WRITTEN PROBLEM: Can you write out every line of the material below as a numbered list, skipping blank lines and leaving the pictures out?

TASK INPUTS:
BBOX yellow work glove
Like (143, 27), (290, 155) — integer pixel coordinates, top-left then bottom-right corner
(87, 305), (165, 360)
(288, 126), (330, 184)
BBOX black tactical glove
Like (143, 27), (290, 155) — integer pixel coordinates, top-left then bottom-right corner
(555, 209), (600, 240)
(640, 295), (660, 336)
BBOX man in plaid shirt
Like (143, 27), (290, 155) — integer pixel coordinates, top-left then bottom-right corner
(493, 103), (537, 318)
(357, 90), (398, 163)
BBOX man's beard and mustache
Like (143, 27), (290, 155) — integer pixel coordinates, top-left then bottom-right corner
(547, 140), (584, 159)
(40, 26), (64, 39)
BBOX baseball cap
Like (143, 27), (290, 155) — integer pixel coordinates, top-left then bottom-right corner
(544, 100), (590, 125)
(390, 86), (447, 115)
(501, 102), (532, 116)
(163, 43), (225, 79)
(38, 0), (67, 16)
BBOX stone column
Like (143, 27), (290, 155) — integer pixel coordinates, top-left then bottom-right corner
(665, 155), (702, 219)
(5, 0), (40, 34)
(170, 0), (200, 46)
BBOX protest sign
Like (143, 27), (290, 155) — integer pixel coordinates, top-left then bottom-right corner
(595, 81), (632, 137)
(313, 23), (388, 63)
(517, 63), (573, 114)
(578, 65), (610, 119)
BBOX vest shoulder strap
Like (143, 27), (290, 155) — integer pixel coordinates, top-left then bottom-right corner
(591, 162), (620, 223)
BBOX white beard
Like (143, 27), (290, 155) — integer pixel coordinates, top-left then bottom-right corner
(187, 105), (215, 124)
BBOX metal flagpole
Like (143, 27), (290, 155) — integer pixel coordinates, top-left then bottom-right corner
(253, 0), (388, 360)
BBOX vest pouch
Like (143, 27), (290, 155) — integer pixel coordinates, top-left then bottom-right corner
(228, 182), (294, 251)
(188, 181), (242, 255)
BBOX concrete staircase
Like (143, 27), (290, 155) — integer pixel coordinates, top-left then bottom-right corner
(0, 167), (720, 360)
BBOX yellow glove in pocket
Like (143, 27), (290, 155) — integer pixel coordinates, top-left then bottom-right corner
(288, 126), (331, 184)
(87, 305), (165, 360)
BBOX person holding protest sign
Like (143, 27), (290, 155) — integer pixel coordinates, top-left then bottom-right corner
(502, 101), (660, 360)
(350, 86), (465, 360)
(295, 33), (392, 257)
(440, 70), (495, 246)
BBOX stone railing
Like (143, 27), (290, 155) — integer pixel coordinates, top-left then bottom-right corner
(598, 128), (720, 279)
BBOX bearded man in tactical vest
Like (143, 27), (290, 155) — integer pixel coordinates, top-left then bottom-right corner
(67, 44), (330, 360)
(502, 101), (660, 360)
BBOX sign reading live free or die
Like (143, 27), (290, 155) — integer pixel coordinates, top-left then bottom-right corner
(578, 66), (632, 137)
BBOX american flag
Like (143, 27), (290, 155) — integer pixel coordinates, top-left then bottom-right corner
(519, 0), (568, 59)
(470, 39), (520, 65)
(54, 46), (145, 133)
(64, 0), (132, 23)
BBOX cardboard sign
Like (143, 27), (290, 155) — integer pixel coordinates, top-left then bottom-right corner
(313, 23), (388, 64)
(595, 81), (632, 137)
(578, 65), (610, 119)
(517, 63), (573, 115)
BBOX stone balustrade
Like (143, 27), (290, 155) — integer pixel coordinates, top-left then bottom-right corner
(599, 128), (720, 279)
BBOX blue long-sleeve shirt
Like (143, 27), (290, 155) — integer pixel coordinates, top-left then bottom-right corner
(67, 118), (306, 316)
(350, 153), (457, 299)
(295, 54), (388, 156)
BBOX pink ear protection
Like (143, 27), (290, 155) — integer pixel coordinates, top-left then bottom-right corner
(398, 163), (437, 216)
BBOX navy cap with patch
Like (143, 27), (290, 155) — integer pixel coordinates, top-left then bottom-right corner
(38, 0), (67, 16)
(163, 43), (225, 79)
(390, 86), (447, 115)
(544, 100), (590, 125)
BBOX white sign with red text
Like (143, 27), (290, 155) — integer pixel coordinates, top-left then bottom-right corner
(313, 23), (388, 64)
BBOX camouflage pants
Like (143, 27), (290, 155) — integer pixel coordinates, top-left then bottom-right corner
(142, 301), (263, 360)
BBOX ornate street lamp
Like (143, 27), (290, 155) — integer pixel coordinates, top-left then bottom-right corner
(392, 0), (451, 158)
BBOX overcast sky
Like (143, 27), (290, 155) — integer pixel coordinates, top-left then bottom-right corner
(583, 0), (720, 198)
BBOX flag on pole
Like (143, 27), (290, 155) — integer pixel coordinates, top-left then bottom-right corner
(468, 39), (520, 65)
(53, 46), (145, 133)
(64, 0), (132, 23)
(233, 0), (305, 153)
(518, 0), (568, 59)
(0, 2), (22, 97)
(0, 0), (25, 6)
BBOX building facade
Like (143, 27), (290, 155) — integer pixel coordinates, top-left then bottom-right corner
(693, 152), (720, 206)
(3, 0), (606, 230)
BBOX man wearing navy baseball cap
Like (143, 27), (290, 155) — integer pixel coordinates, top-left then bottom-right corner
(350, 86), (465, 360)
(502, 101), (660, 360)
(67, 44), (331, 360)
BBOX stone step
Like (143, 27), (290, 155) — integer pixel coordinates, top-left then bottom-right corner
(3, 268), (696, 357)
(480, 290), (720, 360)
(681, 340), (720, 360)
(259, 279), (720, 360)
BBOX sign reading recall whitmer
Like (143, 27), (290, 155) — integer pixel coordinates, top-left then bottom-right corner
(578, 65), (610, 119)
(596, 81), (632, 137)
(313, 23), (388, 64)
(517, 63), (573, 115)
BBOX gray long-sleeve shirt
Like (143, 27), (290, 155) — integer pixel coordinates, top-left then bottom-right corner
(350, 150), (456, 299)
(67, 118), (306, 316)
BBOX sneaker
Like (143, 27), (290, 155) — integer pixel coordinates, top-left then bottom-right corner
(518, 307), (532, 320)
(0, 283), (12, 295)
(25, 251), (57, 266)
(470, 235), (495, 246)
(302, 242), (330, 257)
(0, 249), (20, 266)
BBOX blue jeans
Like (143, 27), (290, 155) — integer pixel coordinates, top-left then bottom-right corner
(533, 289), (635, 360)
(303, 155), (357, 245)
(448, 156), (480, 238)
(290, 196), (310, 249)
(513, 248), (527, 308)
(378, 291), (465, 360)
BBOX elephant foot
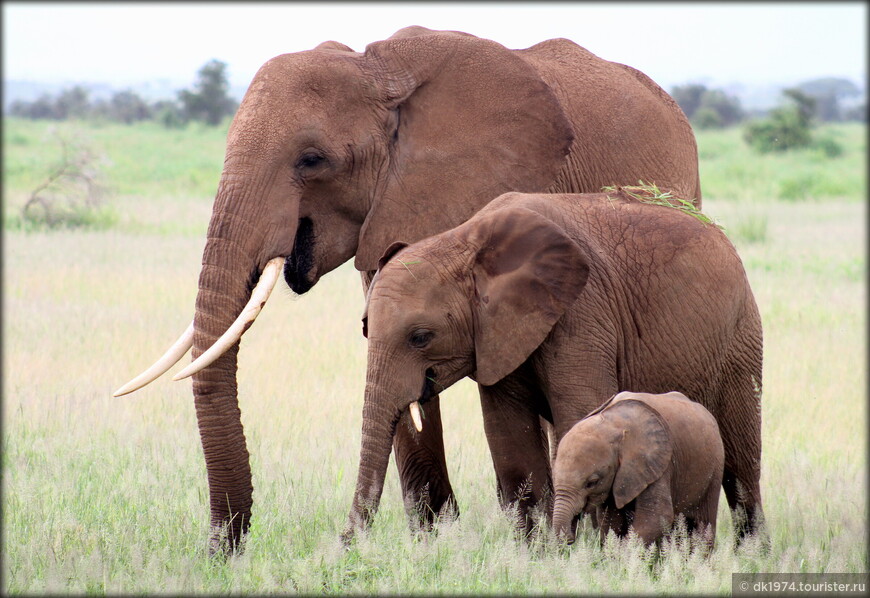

FINAL ANSWER:
1. BBOX yellow work glove
2. Like (143, 27), (290, 155) — integer pixel coordinates, top-left then bottom-right corner
3. (87, 305), (165, 360)
4. (288, 126), (330, 184)
5. BBOX black tactical glove
6. Like (143, 27), (290, 155) — integer pixel coordinates, top-left then bottom-right corner
7. (555, 209), (600, 240)
8. (640, 295), (660, 336)
9. BBOX man in plaid shirt
10. Like (143, 27), (290, 155) — integer pixel coordinates, top-left then bottom-right corner
11. (493, 103), (537, 318)
12. (357, 90), (398, 163)
13. BBOX man's beard and mustache
14. Like (143, 27), (290, 155) — integer pixel coordinates, top-left then bottom-right corner
15. (547, 140), (584, 159)
16. (40, 26), (64, 39)
17. BBOX baseball cap
18. Like (143, 27), (290, 155) — integer pixel coordinates, top-left then bottom-right corner
19. (544, 100), (590, 125)
20. (390, 86), (447, 115)
21. (501, 102), (532, 116)
22. (163, 43), (225, 79)
23. (38, 0), (67, 16)
24. BBOX stone column
25. Like (143, 27), (290, 155) — integer pixel coordinates, top-left then bottom-right corner
26. (665, 155), (702, 219)
27. (5, 0), (40, 34)
28. (170, 0), (200, 46)
29. BBOX protest sign
30. Like (143, 27), (290, 155) — integer pixel coordinates, top-left then bottom-right corner
31. (595, 81), (632, 137)
32. (313, 23), (388, 63)
33. (517, 63), (573, 114)
34. (578, 65), (610, 119)
35. BBOX vest shoulder strap
36. Like (143, 27), (290, 155) — integer pixel coordinates, top-left then bottom-right corner
37. (591, 162), (620, 223)
38. BBOX white beard
39. Like (143, 27), (290, 155) — integer pixel coordinates, top-left then bottom-right corner
40. (187, 105), (215, 124)
41. BBOX metal flagpole
42. Like (143, 27), (290, 155) — integer pixel coordinates, top-left then bottom-right corner
43. (253, 0), (388, 360)
44. BBOX vest pouch
45. Like (143, 27), (290, 155) — integer pixel coordinates, top-left then bottom-right corner
46. (228, 182), (294, 251)
47. (188, 181), (242, 255)
48. BBOX concrete staircase
49. Like (143, 27), (290, 155) — integer pixel coordinates, top-left then bottom-right corner
50. (0, 167), (720, 360)
51. BBOX yellow glove in pocket
52. Like (143, 27), (290, 155) — integer pixel coordinates, top-left then bottom-right corner
53. (288, 126), (331, 184)
54. (87, 305), (165, 360)
55. BBOX person holding protest sign
56. Like (143, 27), (290, 155) — integer pixel coordinates, top-left then bottom-right corner
57. (502, 101), (660, 360)
58. (350, 86), (465, 360)
59. (295, 33), (392, 257)
60. (440, 70), (495, 246)
61. BBOX stone railing
62. Like (143, 27), (290, 155) — integer pixel coordinates, top-left then bottom-right corner
63. (598, 128), (720, 279)
64. BBOX bearded man in tactical vest
65. Like (143, 27), (290, 155) — integer pixel coordinates, top-left then bottom-right corner
66. (67, 44), (330, 360)
67. (502, 101), (660, 360)
68. BBOX sign reading live free or die
69. Like (143, 27), (290, 155) — integer pixel coordinates, top-left then bottom-right corner
70. (578, 66), (632, 137)
71. BBOX american flag
72. Like (143, 27), (290, 155) — integer pixel coordinates, top-left then bottom-right corner
73. (519, 0), (568, 59)
74. (470, 39), (520, 65)
75. (54, 46), (145, 133)
76. (64, 0), (132, 23)
77. BBOX cardboard sign
78. Like (143, 27), (290, 155) — integer pixel coordinates, top-left then bottom-right corner
79. (313, 23), (388, 64)
80. (595, 81), (632, 137)
81. (578, 65), (610, 119)
82. (517, 63), (573, 115)
83. BBOX stone balustrade
84. Like (143, 27), (290, 155) — integer pixel coordinates, top-left then bottom-right corner
85. (599, 128), (720, 279)
86. BBOX blue long-sleeve shirt
87. Like (143, 27), (290, 155) — integer pixel coordinates, top-left then bottom-right corner
88. (67, 118), (306, 316)
89. (350, 153), (457, 299)
90. (295, 54), (388, 156)
91. BBOX pink ear protection
92. Like (143, 27), (290, 155) — integer pixel coordinates, top-left then bottom-right corner
93. (398, 163), (437, 216)
94. BBOX navy cap with patch
95. Like (143, 27), (290, 155) — integer pixel coordinates, top-left then bottom-right corner
96. (38, 0), (67, 16)
97. (163, 43), (225, 79)
98. (390, 86), (447, 115)
99. (544, 100), (590, 125)
100. BBOX white sign with red text
101. Like (143, 27), (290, 155) — integer pixel coordinates, top-left then bottom-right corner
102. (313, 23), (388, 64)
103. BBOX camouflage pants
104. Like (143, 27), (290, 155) — integer pixel coordinates, top-left then bottom-right corner
105. (142, 301), (263, 360)
106. BBOX ornate street lamp
107. Like (143, 27), (290, 155) — integer pixel coordinates, top-left then bottom-right corner
108. (392, 0), (451, 158)
109. BBOX overcast sky
110. Like (143, 27), (290, 155) — integer pixel coordinates, top-left then bottom-right corner
111. (583, 0), (720, 198)
112. BBOX flag on pole
113. Like (143, 27), (290, 155) — integer pixel coordinates, top-left then bottom-right corner
114. (468, 39), (520, 65)
115. (53, 46), (145, 133)
116. (64, 0), (132, 23)
117. (233, 0), (305, 153)
118. (518, 0), (568, 59)
119. (0, 2), (22, 97)
120. (0, 0), (25, 6)
121. BBOX building facade
122. Like (143, 27), (290, 155) — integer pixel coordinates, top-left then bottom-right corner
123. (693, 152), (720, 206)
124. (3, 0), (606, 230)
125. BBOX man wearing navy baseball cap
126. Like (143, 27), (290, 155) — integer pixel coordinates, top-left then bottom-right corner
127. (350, 86), (465, 360)
128. (502, 101), (660, 360)
129. (67, 44), (331, 360)
130. BBOX stone step
131. Like (143, 27), (290, 155) — integer pixel coordinates, top-left then bottom-right corner
132. (3, 268), (696, 357)
133. (480, 290), (720, 360)
134. (681, 340), (720, 360)
135. (259, 279), (720, 360)
136. BBOX sign reading recall whitmer
137. Like (143, 27), (290, 155) — integer pixel coordinates, top-left then bottom-right corner
138. (578, 65), (610, 119)
139. (596, 81), (632, 137)
140. (313, 23), (388, 64)
141. (517, 63), (573, 115)
142. BBOX gray long-sleeve shirt
143. Like (143, 27), (290, 155) — integer pixel coordinates, top-left then bottom-right corner
144. (350, 150), (456, 299)
145. (67, 118), (306, 316)
146. BBOX sneaker
147. Like (143, 27), (290, 155) — integer pixel coordinates, top-left then bottom-right corner
148. (518, 307), (532, 320)
149. (0, 283), (12, 295)
150. (25, 251), (57, 266)
151. (470, 235), (495, 246)
152. (302, 242), (330, 257)
153. (0, 249), (20, 266)
154. BBOX blue jeans
155. Like (143, 27), (290, 155) — integer pixel coordinates, top-left then bottom-right corner
156. (533, 289), (635, 360)
157. (303, 155), (357, 245)
158. (448, 156), (480, 238)
159. (290, 196), (310, 249)
160. (513, 248), (527, 308)
161. (378, 291), (465, 360)
162. BBOX elephant foot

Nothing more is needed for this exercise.